**Problem details:** Collect every line in the entries below that contains the string "ball", treating uppercase and lowercase as different.

***** Material shown *****

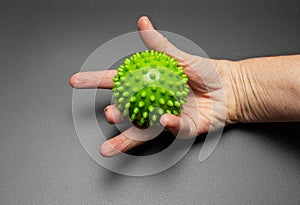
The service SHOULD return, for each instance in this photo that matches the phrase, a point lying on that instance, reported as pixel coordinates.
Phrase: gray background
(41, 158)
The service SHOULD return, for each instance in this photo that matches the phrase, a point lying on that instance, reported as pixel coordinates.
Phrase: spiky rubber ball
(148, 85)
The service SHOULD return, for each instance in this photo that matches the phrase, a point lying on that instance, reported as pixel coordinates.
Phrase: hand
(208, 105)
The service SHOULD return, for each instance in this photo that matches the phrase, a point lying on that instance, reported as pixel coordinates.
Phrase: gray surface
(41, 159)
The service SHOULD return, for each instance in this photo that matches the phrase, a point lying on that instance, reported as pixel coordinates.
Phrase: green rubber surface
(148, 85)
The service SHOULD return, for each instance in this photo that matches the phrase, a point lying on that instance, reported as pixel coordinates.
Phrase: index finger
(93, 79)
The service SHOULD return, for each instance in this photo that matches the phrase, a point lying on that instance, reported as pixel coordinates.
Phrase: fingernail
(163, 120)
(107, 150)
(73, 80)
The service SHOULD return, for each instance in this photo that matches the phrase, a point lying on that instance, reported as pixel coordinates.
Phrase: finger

*****
***** Material shown *****

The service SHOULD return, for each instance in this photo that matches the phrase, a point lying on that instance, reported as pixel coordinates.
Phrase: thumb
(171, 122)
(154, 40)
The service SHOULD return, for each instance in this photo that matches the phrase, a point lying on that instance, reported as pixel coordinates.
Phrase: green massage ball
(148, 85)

*****

**Result:**
Phrase: spiky rubber ball
Phrase: green massage ball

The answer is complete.